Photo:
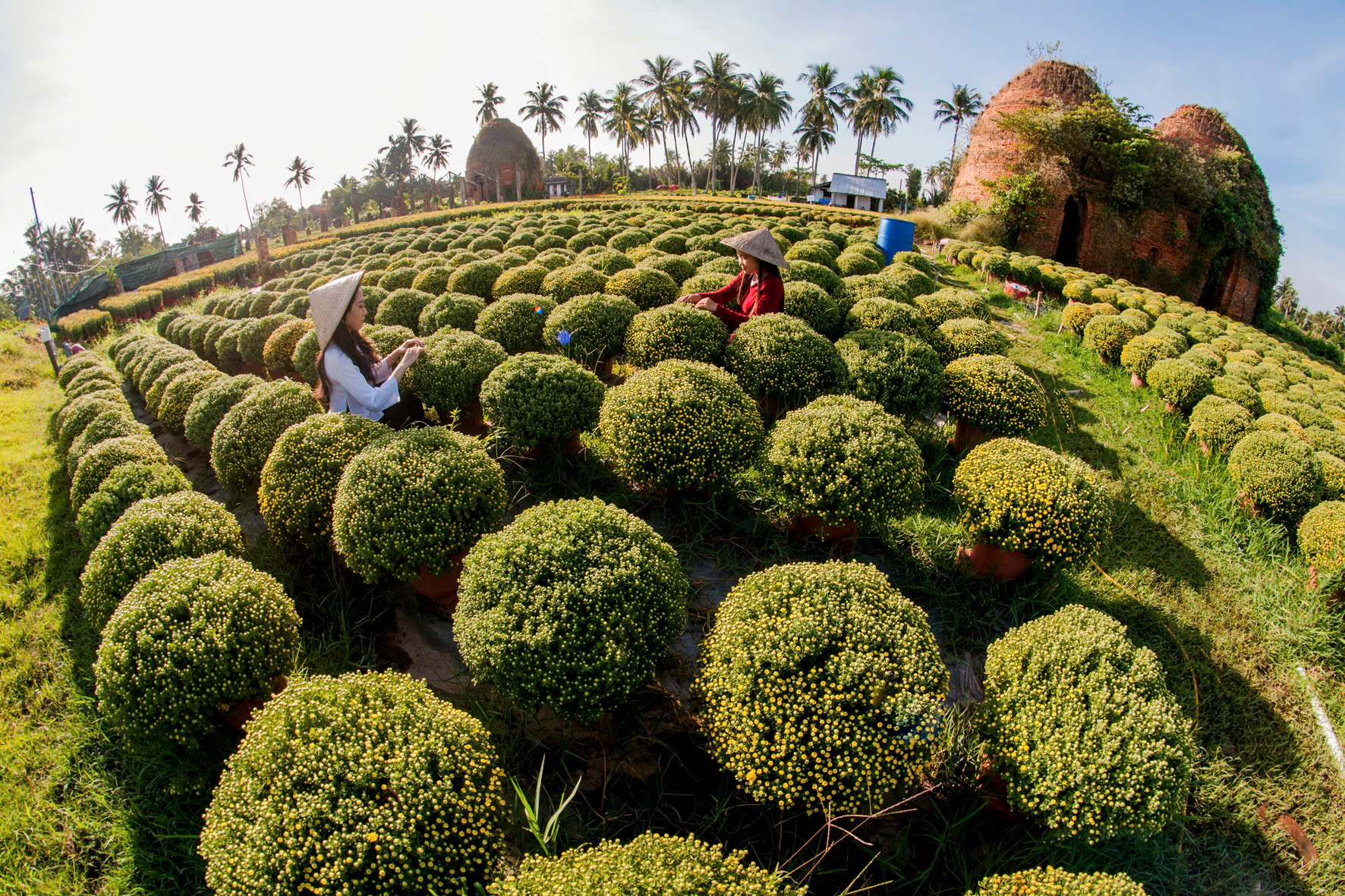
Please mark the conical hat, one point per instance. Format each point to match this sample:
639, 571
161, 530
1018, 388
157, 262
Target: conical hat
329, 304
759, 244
▬▬▬▬▬▬
» EXERCISE OBJECTIVE:
Copy every line of the records above without changing anything, and leave the pictures out.

» CORRECT ANSWER:
Photo:
Please mark the conical hat, one point per instance. Format each point to match this sample:
639, 571
161, 530
1018, 388
157, 262
Target: conical hat
329, 304
759, 244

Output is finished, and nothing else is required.